(Labeled-object pointing entries)
········

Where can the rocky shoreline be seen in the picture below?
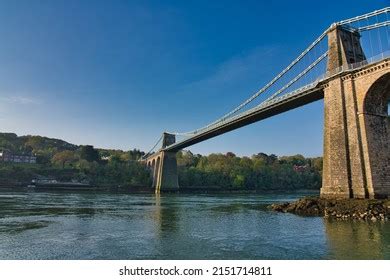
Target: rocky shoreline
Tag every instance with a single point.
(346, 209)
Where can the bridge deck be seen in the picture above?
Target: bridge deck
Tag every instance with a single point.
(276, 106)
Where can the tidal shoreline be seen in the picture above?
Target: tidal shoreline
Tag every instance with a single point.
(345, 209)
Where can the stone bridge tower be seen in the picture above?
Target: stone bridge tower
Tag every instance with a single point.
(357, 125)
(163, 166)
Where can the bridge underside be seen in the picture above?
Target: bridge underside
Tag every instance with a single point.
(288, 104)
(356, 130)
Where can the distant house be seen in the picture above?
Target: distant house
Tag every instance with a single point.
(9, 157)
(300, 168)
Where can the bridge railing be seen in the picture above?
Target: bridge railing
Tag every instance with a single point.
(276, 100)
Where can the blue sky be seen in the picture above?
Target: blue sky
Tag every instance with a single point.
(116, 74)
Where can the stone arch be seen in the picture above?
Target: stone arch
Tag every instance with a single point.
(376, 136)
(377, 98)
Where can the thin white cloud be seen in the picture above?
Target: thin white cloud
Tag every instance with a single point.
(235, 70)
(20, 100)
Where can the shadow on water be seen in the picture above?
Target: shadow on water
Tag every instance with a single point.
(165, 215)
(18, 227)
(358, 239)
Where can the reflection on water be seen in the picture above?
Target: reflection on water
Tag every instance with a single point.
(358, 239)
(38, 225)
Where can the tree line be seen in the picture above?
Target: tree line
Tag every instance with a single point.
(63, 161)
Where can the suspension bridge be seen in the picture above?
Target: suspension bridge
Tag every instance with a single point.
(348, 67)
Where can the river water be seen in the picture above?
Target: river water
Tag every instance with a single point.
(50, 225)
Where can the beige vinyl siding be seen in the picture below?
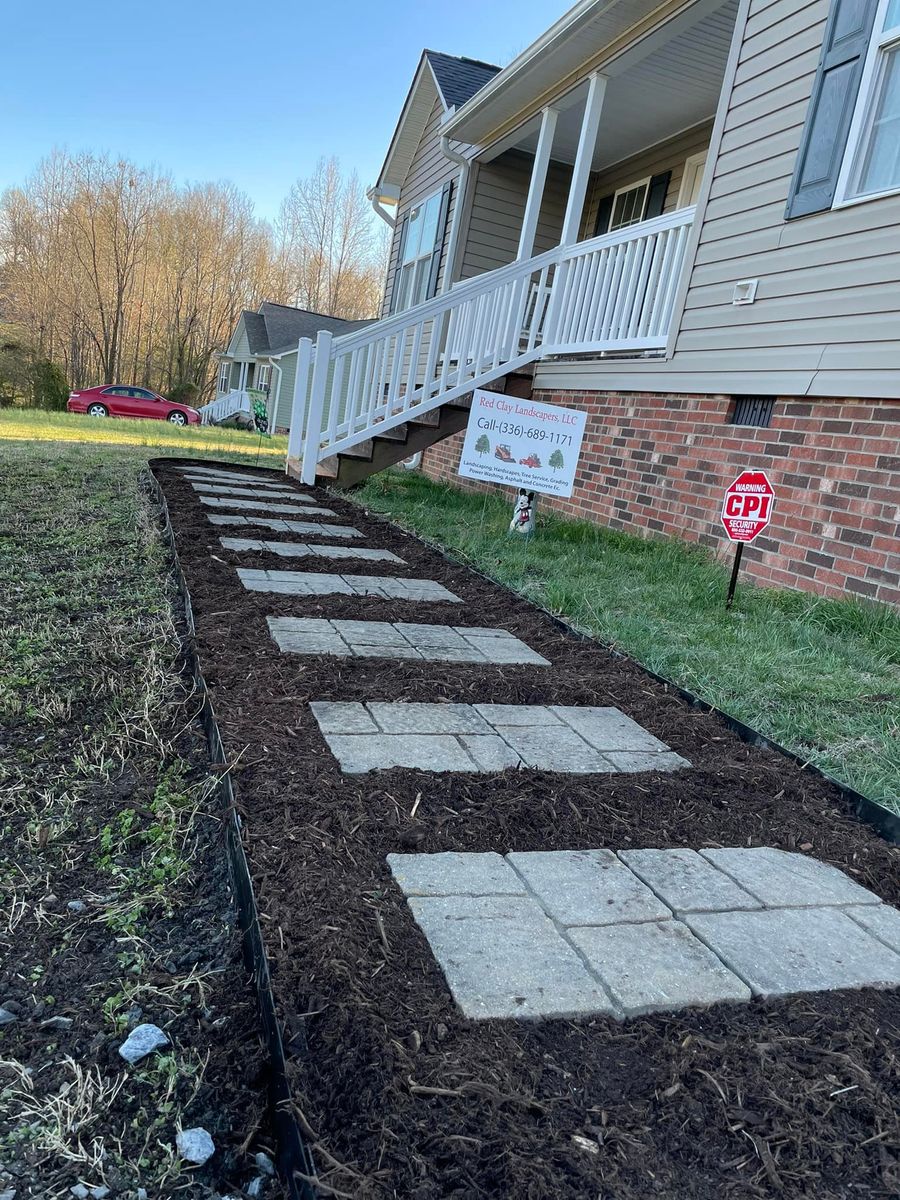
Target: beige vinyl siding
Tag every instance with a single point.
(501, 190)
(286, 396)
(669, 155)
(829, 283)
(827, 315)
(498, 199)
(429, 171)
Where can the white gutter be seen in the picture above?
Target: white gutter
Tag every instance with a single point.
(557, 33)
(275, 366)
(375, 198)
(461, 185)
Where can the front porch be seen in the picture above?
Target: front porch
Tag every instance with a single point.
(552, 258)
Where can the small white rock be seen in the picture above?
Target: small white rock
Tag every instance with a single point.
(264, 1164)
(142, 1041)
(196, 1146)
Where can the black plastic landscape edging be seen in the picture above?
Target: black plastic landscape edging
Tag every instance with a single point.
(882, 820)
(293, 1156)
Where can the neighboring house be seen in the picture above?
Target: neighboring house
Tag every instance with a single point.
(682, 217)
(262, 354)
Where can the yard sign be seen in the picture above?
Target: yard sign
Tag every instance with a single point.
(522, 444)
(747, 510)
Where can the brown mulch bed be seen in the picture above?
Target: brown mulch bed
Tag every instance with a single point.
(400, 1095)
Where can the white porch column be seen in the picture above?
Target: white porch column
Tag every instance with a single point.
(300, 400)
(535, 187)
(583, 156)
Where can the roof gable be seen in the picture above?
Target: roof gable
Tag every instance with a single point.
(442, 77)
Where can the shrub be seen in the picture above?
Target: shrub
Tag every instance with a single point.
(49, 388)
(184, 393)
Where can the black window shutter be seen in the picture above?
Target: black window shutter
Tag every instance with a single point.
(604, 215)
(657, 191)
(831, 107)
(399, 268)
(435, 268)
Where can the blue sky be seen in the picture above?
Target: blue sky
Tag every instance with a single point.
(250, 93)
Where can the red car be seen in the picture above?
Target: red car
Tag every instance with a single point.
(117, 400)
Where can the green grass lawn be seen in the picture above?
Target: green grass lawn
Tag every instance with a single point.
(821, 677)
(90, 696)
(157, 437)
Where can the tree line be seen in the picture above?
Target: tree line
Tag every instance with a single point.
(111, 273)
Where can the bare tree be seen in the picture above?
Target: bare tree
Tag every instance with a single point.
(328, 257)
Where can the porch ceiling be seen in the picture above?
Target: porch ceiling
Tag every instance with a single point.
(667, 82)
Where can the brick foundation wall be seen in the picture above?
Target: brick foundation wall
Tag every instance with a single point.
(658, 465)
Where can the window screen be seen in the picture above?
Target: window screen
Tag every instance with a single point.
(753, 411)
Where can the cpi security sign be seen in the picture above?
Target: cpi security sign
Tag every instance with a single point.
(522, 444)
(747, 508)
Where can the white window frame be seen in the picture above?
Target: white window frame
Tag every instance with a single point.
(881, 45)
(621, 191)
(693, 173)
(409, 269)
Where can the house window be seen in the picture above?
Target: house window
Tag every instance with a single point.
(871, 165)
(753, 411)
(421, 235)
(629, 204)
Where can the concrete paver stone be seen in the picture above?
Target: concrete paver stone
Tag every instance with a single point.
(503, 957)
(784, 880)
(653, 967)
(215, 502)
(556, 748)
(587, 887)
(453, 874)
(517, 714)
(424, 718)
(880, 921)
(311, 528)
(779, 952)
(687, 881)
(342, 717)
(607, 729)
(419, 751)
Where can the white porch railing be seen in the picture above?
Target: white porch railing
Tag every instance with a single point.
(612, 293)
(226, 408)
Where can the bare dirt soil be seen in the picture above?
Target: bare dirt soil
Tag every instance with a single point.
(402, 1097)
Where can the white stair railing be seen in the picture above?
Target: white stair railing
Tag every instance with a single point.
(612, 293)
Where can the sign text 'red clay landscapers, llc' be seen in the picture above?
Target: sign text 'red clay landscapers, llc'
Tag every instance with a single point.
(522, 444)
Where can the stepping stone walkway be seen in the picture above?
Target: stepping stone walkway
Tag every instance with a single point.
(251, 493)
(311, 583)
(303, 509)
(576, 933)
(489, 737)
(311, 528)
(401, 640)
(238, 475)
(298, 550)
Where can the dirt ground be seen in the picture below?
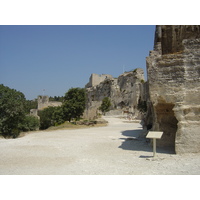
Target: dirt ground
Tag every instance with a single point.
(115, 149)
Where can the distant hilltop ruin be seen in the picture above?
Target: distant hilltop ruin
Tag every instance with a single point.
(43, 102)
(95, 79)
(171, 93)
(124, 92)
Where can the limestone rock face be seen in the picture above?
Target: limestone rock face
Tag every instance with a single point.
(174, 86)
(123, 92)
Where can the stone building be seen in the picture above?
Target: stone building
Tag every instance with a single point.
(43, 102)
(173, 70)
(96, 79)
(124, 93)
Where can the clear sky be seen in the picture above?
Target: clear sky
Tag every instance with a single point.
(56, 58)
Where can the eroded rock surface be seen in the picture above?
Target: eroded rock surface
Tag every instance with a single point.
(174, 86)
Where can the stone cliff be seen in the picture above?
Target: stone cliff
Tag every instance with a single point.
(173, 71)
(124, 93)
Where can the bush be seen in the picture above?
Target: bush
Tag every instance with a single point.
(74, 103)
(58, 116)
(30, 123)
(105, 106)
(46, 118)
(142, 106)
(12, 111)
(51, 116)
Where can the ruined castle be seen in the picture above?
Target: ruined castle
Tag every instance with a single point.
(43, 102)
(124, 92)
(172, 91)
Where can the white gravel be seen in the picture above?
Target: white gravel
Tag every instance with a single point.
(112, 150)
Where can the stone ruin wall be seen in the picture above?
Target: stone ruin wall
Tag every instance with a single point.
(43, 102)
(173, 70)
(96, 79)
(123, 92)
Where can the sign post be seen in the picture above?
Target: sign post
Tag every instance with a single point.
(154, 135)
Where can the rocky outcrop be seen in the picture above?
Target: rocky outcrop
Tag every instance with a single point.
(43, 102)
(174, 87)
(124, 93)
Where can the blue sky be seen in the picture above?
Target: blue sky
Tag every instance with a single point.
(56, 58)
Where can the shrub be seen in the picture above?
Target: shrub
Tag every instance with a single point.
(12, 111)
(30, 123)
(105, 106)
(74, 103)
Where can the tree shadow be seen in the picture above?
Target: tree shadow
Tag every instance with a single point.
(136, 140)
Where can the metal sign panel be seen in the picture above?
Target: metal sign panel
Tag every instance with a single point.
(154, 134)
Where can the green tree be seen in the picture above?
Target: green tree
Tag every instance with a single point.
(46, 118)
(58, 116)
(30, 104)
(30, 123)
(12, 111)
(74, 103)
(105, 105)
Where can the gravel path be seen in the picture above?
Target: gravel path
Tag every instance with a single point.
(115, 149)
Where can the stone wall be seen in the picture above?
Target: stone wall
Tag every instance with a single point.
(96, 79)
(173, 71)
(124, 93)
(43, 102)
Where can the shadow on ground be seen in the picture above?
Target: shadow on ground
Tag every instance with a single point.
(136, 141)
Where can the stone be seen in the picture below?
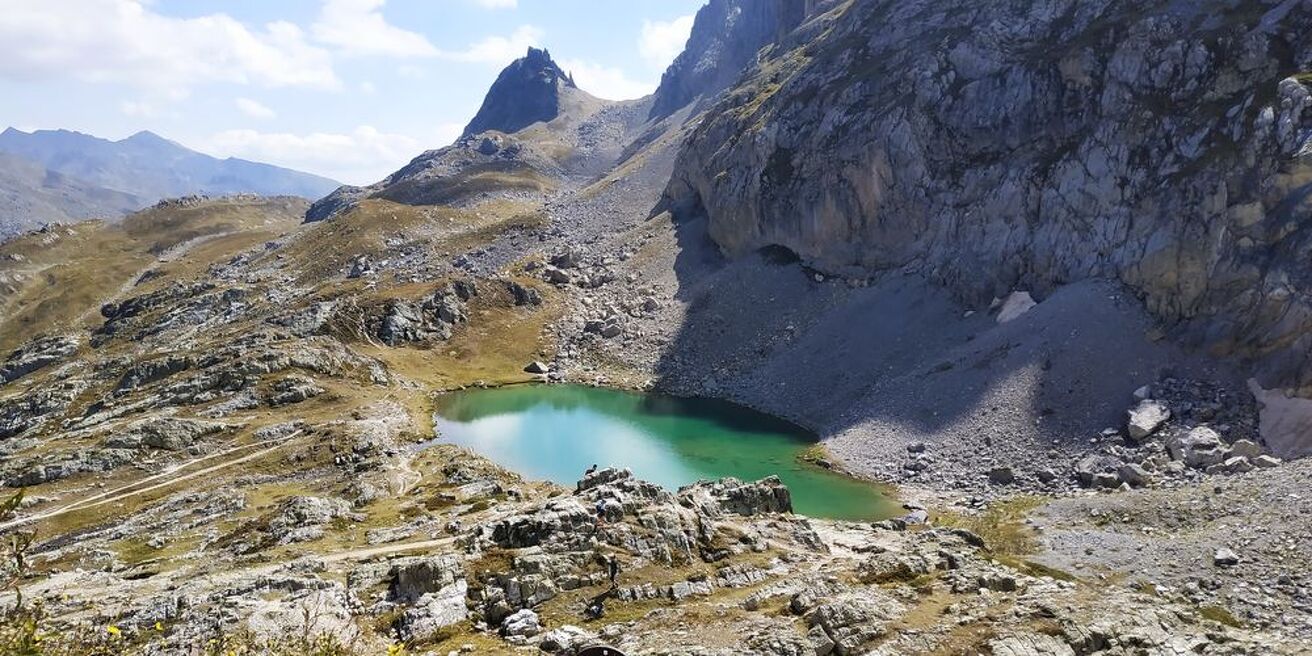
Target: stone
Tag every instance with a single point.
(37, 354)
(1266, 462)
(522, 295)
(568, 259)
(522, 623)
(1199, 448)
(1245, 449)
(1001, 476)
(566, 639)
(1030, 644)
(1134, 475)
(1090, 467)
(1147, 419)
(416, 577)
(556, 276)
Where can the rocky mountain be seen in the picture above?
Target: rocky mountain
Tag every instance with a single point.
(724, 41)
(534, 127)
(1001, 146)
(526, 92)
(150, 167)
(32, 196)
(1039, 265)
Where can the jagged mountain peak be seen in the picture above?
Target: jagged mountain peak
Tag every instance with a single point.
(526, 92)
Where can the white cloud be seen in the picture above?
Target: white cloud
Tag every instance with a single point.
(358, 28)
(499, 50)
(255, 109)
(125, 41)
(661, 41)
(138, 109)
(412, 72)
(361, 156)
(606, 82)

········

| SET TASK |
Reproduce word for word the lines in the rows above, starting with the line that contains "Where can the black plastic" and going on through the line that contains "(400, 1095)".

| EXPECTED ANSWER |
Where can the black plastic landscape edging be seen in the picture above?
Target: black plastic landscape edging
Tag every instance with a single point.
(882, 820)
(293, 1156)
Where can the neighboring house be seen in the picture above?
Target: neighboring house
Tag every instance with a single point.
(682, 217)
(262, 354)
Where can the yard sign be seen in the picture above?
Target: yard sign
Tag every instance with a single point.
(522, 444)
(747, 510)
Where can the brown mulch bed be seen in the picture above?
Target: brown mulch bed
Tag every instance with a single point.
(400, 1095)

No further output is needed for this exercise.